*** Extract Section Begins ***
The promulgation and adoption of intraoperative monitoring standards in medicine for anesthesia has resulted in early detection of untoward events during sedation and anesthesia, lowering of malpractice premiums, and an improvement in the quality of care. The American Dental Society of Anesthesiology has devised specific, detailed monitoring standards with universal applicability in the dental setting.

===Workshop on Enteral Sedation in Dentistry (2003)===
The American Dental Society of Anesthesiology and the Anesthesia Research Foundation helped organize the Workshop on Enteral Sedation in Dentistry that was held in Washington, D.C., on December 2–3, 2003. Co-sponsored by the United States Pharmacopeial Convention, Inc. (USP) and the Dental Anesthesia Research Group of the International Association for Dental Research, this conference brought together medical and dental communities of interest along with basic science and clinical experts to review the scientific basic and clinical practice and evidenced-based foundations of enteral sedation in dentistry.

===American Dental Association Council on Dental Education and Licensure's Committee on Anesthesiology (2003)===
Representatives of the American Dental Society of Anesthesiology often grapple with issues pertaining to sedation and anesthesia by dentists in this forum.

===2006===
With representatives of the American Dental Association, American Academy of General Dentistry, American Association of Oral and Maxillofacial Surgeons, American Academy of Pediatric Dentistry, and the American Society of Dentist Anesthesiologists, the American Dental Society of Anesthesiology funded and organized a roundtable discussion of sedation/anesthesia issues facing dentistry and how to address them.
*** Extract Section Ends ***
*** Information given Section Begins ***
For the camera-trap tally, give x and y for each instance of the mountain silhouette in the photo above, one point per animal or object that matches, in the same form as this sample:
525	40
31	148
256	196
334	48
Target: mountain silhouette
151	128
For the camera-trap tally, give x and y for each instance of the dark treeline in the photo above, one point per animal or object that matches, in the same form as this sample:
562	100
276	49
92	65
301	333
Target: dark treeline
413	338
*** Information given Section Ends ***
Work task: Pick up the text on the American Dental Society of Anesthesiology from where it stops and continue it. None of the data matters for what comes next.

Response to this task:
===Town Hall Forum on Anesthesia and Dentistry===
The ADSA Town Hall Anesthesia Forum was conceived by the ADSA to address the needs and concerns of the dental community regarding the ADA Guidelines approved in 2007. Mark Feldman, President of the American Dental Association, will present the Keynote Address. Representatives from the American Academy of Pediatric Dentists, Federal Services, Academy of General Dentistry, Canadian Academy of Dental Anaesthesia, American Association of Oral and Maxillofacial Surgeons, American Society of Dentist Anesthesiologists, Dental Organization of Conscious Sedation and the American Dental Society of Anesthesiology are scheduled to attend and address the group.

===2008–2009===
American Dental Society of Anesthesiology won a $100,000 ADA Foundation grant to fund advanced training to manage rare dental emergencies. A number of pilot and proof-of-concept courses were held during 2008 and 2009, including a pilot testing program Dec. 8 in Chicago, which enabled ADA representatives and staff to observe. After the course was developed and the grant finished, the ADA began a series of courses.

===2010–2015===
In 2006 in Yokohama, Japan, the American Dental Society of Anesthesiology made a successful bid to hold the International Federation of Dental Anesthesia Societies' 13th Annual International Dental Congress on Modern Pain Control in Hawaii in 2012. Peter Tan led the ADSA during the post-recession years, as ADSA experienced an unprecedented level of expansion and growth, culminating in a strategic overhaul in 2014.